§ Stated goal: Please return every line of the entries below that contains the word "hood", copied in full.

[Records from a data collection]
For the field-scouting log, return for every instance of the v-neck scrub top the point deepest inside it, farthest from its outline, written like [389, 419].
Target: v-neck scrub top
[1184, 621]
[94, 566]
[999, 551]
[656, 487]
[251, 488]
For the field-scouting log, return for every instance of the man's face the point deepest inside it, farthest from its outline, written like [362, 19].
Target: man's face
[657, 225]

==

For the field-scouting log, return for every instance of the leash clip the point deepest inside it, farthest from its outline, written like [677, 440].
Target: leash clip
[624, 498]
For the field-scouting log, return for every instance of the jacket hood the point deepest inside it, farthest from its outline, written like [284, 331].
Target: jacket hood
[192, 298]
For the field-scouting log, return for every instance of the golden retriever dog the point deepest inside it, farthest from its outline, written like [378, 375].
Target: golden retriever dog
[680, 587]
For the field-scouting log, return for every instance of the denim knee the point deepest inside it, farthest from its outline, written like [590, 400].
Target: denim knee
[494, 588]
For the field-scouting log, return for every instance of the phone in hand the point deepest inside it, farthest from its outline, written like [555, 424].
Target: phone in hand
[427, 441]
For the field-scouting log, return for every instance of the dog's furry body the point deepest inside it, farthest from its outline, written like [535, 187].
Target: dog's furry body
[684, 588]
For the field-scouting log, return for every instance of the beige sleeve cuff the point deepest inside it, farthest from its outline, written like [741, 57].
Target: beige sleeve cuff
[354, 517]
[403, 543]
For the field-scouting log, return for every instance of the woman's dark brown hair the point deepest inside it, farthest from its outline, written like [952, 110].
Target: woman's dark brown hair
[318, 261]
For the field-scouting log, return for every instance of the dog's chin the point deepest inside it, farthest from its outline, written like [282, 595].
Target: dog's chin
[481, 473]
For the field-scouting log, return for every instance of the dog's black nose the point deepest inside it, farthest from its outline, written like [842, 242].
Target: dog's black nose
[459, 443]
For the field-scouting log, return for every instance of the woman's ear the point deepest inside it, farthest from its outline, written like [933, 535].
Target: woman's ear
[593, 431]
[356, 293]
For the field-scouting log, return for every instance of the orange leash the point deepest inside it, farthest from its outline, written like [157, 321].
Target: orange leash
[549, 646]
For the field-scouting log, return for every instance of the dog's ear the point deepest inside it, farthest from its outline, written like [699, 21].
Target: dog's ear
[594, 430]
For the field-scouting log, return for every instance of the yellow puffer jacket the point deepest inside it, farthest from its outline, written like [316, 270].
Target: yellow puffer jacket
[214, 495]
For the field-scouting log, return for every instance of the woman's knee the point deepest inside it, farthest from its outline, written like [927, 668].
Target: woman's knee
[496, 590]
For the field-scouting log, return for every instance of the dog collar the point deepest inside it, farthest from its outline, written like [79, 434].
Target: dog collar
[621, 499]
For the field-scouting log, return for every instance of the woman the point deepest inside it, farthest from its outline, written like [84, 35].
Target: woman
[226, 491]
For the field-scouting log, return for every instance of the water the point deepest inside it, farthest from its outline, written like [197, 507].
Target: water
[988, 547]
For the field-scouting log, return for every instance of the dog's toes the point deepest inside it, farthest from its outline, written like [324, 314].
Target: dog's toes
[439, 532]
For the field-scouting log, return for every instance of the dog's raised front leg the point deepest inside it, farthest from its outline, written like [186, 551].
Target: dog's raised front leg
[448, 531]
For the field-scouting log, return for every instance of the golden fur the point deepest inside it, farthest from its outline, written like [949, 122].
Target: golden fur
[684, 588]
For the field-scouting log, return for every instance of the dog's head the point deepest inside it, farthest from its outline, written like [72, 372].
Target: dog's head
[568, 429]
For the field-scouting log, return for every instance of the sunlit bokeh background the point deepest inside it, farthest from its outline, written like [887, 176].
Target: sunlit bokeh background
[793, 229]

§ Solution to this problem:
For the field-scouting log, return for every instance of the jacket hood the point deepest inside it, farthest from its outline, written like [284, 331].
Target: jacket hood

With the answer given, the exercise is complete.